Условия задания:
A: Перепишите из текста о Хайдеггере отрывок, начиная со слов «Они не трудились, как» и дальше до слов «- отдалили, упаковали.».
B: Перескажите текст о Хайдеггере в двух предложениях.

Интерес - продолжение

      Нет никакого "дела Хайдеггера". Есть "дело Хайдеггера", "дело Цветаевой", Рембрандта, Ван Гога, Данте - есть "дело свободы". Имена потом. Потом, когда уже видим - полотна и стихи, слова и краски.
      Они не трудились, как мы это понимаем, они прежде всего жили свободой, и хотели не чтобы их имена терзались всуе, а чтобы нашёлся такой глаз, и такой ум и такое сердце, что могли бы разделить их "труд". Разделить и продолжить. Труд здесь может пониматься только в единственном смысле - как человекодостойное сотворение свободы.
      Не надо их "брать", лапать руками, мять, поглощать, не надо. Уж лучше оставьте их в покое - но нет же, зудит - будут тереться около. Думая, что если находятся около, то уже причастны свободе. Фиг вам!
     "Истоптали пол в избе", затёрли, заплевали, нанесли, замылили - уже чьё-то робкое чувство интереса бьётся о мусор, о наносное и извращённое.    Прославили - отдалили, упаковали.
     Сделали широким доступ? - "видит око, да зуб неймёт".
     Как говорил Ходжа Насреддин: "сколько не говори халва, халва, а во рту слаще не станет". И сколько не повторяй: Хайдеггер, Хайдеггер в каждом своём предложении - Хайдеггера с нами нет. Он на заповедных полях такой местности, в которую мы не попадаем.
     Попадает в Хайдеггера Пруст - целиком и сразу, попадает Пессоа - лёжа у себя в кровати, сидя у себя в конторе, не слыша и не зная вообще такого имени. Прямо в цель - и без имени. Они попадают - через собственные произведения и собственную жизнь. Остальные входных билетов не приобрели - пытаются прыгать через забор.

Исходные данные:
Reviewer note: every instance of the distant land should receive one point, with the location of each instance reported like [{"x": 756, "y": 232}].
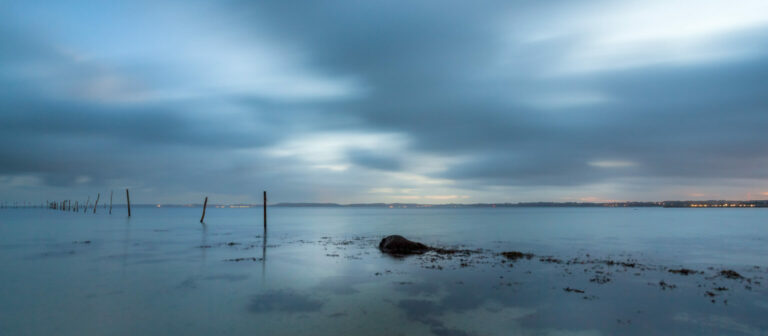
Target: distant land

Письменные ответы:
A:
Они не трудились, как мы это понимаем, они прежде всего жили свободой, и хотели не чтобы их имена терзались всуе, а чтобы нашёлся такой глаз, и такой ум и такое сердце, что могли бы разделить их "труд". Разделить и продолжить. Труд здесь может пониматься только в единственном смысле - как человекодостойное сотворение свободы.
      Не надо их "брать", лапать руками, мять, поглощать, не надо. Уж лучше оставьте их в покое - но нет же, зудит - будут тереться около. Думая, что если находятся около, то уже причастны свободе. Фиг вам!
     "Истоптали пол в избе", затёрли, заплевали, нанесли, замылили - уже чьё-то робкое чувство интереса бьётся о мусор, о наносное и извращённое.    Прославили - отдалили, упаковали.

B: Настоящее «дело» Хайдеггера, Цветаевой, Ван Гога и других — это дело свободы, и они хотели не того, чтобы их имена трепали всуе, а того, чтобы нашлись люди, способные разделить и продолжить их труд. Кто лишь повторяет имя Хайдеггера и трётся около, к нему не приближается, а Пруст и Пессоа попадают в него через собственные произведения и собственную жизнь, причём Пессоа даже не знает такого имени.